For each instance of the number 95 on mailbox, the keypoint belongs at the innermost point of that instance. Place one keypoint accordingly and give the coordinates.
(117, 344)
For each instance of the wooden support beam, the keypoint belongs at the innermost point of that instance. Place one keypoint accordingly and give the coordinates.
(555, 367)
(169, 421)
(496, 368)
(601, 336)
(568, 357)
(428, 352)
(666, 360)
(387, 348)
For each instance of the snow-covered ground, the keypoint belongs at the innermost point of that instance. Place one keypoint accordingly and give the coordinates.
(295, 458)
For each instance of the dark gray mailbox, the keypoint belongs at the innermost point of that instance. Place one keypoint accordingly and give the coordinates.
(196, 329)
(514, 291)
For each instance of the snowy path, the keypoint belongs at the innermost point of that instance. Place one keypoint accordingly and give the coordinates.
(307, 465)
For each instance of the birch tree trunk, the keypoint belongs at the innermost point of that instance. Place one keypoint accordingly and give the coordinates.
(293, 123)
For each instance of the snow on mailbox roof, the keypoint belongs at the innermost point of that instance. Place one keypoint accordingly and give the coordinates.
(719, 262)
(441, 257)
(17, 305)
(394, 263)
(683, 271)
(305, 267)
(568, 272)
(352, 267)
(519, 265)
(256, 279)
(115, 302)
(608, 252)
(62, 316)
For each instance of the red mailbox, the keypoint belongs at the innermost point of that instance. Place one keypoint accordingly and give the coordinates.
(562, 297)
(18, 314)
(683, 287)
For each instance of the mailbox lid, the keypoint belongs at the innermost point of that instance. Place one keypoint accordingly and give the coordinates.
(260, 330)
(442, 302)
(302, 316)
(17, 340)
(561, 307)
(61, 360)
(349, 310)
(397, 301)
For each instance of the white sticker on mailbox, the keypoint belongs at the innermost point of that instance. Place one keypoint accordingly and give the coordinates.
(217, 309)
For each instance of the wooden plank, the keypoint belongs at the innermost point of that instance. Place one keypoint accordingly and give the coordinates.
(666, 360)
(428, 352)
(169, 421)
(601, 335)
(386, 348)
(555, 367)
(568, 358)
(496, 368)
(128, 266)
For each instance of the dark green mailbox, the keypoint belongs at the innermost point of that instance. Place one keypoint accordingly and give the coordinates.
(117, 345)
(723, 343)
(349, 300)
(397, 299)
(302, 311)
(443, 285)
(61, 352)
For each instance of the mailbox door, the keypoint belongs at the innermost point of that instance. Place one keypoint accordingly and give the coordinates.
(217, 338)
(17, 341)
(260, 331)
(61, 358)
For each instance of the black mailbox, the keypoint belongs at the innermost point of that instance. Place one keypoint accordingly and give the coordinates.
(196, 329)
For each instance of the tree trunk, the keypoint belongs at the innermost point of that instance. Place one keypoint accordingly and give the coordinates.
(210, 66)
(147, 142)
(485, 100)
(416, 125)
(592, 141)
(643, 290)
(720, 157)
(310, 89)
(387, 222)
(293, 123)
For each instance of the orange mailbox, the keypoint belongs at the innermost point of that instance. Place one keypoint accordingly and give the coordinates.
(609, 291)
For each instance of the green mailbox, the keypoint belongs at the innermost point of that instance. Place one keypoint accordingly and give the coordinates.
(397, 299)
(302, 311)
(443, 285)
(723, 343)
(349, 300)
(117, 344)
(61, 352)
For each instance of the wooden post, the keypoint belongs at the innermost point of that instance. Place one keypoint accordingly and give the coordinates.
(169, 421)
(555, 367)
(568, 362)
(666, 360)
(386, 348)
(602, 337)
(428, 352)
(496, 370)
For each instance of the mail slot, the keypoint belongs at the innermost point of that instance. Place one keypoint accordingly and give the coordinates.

───

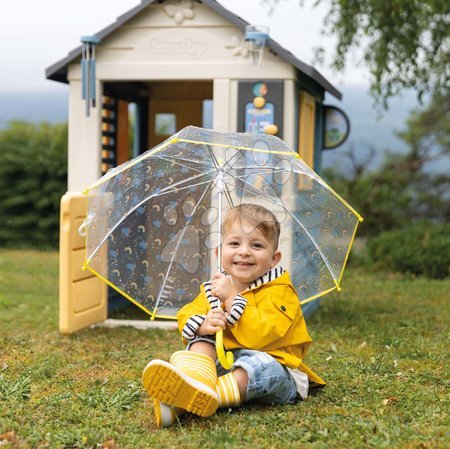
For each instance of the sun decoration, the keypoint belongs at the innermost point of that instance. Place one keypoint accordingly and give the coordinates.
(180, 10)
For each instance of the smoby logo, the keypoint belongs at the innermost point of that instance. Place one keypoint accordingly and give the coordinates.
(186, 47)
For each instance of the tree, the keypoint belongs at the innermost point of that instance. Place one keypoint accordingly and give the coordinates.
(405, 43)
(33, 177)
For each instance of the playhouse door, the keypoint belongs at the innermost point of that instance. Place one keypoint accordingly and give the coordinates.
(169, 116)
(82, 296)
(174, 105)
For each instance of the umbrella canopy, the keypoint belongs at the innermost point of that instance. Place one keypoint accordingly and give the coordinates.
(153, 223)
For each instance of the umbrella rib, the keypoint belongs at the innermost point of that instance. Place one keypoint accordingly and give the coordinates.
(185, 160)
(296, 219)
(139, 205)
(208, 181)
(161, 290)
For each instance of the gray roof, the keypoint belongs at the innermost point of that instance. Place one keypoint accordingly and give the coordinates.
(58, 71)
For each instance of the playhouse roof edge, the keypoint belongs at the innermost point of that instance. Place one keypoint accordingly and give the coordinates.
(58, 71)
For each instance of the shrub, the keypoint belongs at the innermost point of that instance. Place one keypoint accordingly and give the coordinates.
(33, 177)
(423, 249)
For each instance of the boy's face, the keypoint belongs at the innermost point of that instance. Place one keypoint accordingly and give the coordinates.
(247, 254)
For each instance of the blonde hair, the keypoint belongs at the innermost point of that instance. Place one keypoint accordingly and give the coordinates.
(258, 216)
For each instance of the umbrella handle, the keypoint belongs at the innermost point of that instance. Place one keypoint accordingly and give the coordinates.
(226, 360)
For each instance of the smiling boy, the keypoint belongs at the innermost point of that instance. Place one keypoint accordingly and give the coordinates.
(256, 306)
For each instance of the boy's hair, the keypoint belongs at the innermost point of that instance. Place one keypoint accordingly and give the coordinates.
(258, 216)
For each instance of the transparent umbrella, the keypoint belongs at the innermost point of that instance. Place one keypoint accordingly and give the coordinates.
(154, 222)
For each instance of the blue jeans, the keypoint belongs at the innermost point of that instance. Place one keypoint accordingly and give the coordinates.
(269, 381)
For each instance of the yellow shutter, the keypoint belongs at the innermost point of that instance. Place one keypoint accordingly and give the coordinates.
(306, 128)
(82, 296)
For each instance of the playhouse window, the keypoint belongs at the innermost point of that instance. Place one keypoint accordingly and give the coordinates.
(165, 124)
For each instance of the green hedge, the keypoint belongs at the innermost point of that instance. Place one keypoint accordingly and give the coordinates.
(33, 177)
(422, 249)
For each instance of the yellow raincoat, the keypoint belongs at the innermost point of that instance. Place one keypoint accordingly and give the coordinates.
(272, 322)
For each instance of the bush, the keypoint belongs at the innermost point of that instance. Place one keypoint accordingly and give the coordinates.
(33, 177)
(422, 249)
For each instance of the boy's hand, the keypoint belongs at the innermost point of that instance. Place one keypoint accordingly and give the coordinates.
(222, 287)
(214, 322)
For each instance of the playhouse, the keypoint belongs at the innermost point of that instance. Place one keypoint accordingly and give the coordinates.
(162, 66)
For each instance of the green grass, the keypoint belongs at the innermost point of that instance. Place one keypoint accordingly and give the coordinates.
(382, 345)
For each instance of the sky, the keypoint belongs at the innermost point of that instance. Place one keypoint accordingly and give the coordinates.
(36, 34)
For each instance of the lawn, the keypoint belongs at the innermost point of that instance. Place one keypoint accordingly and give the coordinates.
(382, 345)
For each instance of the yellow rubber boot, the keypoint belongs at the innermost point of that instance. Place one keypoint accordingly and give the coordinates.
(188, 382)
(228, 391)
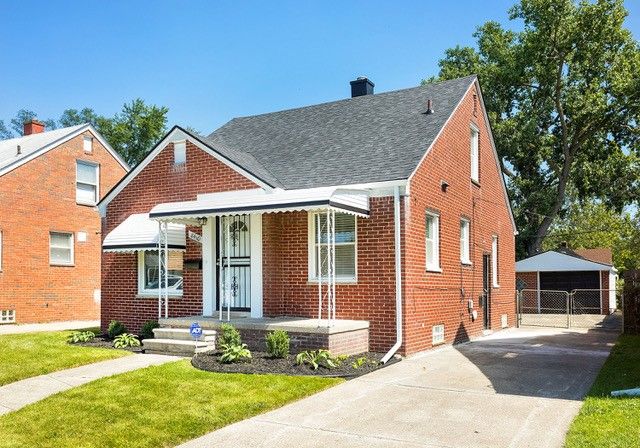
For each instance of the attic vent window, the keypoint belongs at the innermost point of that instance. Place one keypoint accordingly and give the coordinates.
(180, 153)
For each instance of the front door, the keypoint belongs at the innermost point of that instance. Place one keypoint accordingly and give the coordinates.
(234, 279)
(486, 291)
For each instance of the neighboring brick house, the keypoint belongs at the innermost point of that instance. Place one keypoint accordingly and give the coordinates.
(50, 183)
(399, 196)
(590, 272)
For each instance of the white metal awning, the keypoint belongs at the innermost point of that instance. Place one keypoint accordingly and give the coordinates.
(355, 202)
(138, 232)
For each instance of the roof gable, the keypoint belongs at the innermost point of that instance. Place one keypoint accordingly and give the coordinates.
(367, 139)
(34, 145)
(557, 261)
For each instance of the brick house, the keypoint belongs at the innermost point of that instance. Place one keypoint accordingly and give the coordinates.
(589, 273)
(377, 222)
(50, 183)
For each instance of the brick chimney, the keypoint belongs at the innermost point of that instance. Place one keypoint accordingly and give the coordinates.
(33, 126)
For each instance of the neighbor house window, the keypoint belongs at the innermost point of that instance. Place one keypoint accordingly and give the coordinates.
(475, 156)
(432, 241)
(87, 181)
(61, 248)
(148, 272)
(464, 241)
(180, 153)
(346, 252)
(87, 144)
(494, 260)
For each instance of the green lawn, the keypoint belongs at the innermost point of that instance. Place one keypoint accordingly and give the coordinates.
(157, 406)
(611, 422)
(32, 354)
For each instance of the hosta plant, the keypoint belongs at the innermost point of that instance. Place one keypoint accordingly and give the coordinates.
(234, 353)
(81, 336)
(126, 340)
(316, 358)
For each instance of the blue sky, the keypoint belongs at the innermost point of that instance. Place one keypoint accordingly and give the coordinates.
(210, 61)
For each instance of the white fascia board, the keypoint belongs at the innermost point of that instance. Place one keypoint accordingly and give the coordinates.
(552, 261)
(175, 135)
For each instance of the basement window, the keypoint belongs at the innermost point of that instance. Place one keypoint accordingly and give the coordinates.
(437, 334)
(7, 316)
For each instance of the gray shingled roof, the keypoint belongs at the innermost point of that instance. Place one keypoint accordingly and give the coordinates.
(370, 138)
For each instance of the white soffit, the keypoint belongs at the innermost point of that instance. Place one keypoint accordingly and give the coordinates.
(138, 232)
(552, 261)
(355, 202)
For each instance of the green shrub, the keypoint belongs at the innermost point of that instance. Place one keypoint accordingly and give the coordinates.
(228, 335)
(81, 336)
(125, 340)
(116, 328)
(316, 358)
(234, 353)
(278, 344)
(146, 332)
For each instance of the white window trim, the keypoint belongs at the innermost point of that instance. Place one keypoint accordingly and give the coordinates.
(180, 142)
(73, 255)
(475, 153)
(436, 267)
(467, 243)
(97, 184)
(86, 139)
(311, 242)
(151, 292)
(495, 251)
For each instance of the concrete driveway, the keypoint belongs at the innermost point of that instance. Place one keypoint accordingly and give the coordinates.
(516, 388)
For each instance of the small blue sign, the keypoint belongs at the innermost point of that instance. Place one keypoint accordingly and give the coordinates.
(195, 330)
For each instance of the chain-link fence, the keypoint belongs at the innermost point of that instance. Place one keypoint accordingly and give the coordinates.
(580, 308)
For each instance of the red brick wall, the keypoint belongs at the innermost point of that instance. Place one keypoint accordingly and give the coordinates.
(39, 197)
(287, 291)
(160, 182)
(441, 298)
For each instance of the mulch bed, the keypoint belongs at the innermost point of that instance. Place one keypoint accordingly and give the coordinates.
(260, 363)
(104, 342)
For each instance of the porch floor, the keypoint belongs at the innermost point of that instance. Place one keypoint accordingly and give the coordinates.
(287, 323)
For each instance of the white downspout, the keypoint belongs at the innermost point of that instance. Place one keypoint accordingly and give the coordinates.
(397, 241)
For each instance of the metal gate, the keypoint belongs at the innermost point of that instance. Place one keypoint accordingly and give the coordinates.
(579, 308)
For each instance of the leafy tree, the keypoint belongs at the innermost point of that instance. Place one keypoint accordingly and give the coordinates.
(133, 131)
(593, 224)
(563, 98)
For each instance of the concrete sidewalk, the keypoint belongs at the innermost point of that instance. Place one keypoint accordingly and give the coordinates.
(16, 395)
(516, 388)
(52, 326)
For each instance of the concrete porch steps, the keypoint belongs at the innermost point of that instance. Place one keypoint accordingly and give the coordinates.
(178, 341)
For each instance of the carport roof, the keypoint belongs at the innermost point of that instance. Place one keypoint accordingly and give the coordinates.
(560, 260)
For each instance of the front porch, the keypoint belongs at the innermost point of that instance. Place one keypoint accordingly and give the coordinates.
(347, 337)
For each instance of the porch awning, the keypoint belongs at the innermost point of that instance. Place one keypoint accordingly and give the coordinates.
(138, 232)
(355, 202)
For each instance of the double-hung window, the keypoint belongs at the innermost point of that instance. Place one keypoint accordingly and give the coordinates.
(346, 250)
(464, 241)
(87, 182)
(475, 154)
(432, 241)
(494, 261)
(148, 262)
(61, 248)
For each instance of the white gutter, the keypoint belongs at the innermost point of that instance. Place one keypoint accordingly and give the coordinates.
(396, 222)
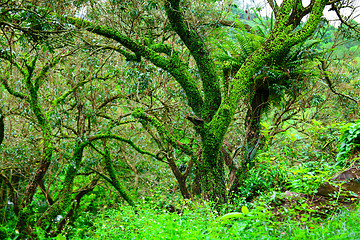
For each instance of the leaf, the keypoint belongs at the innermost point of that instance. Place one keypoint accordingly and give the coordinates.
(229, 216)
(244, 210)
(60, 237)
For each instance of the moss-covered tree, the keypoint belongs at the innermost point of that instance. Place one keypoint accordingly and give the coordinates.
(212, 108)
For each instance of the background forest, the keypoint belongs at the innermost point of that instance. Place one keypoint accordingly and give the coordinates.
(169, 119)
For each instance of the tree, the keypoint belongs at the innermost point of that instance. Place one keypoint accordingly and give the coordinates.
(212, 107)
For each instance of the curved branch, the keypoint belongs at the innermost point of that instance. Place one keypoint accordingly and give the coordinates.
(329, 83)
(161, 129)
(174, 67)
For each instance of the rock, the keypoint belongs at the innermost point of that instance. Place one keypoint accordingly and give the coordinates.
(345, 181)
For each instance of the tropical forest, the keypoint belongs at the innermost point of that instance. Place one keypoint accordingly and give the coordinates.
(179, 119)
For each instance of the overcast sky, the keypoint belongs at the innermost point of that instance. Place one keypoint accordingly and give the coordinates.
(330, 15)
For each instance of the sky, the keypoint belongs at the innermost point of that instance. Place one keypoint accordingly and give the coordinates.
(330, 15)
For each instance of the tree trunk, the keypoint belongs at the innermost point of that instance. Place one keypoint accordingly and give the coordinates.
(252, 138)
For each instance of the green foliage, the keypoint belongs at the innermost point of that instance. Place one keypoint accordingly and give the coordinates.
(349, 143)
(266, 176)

───

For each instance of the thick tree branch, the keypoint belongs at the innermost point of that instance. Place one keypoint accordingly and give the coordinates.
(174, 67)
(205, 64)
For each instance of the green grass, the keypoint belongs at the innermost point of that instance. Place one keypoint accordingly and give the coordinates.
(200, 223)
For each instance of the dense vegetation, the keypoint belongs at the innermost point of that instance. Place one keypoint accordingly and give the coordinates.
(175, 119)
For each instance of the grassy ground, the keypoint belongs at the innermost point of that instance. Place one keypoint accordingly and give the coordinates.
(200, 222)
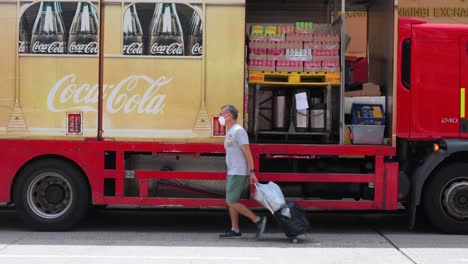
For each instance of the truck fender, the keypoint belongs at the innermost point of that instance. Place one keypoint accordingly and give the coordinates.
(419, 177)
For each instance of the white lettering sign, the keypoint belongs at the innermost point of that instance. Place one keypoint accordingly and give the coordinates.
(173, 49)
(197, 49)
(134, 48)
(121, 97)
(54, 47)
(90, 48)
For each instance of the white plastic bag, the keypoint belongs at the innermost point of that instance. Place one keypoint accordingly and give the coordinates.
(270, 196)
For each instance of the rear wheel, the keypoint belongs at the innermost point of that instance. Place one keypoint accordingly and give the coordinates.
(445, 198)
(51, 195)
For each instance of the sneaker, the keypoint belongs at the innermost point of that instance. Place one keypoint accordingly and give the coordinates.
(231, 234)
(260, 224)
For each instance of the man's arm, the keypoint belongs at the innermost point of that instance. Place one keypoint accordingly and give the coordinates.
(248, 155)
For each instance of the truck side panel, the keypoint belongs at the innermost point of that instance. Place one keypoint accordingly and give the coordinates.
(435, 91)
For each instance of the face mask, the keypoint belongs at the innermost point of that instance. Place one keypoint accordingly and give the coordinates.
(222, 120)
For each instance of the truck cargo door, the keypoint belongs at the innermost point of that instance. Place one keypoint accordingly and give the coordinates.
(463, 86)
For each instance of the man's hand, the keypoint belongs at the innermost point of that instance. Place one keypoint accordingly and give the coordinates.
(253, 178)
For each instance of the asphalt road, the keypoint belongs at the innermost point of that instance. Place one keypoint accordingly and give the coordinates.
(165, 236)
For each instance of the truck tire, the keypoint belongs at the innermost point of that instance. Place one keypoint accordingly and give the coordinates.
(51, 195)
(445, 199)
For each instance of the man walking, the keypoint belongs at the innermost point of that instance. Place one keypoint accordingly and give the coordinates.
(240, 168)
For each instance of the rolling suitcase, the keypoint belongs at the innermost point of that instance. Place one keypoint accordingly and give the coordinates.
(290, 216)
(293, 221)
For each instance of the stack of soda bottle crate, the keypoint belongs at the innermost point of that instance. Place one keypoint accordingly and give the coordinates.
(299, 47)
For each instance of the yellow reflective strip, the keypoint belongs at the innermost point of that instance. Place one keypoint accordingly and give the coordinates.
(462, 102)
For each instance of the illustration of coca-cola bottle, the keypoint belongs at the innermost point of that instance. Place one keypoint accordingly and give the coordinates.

───

■ Exercise goal
Report every line of the entries above that contains the word "bush", matching its case exactly.

■ Exercise answer
For each instance of the bush, the keypoint belongs at the innermost point of that instance. Place one keypoint accordingly and give the coordinates.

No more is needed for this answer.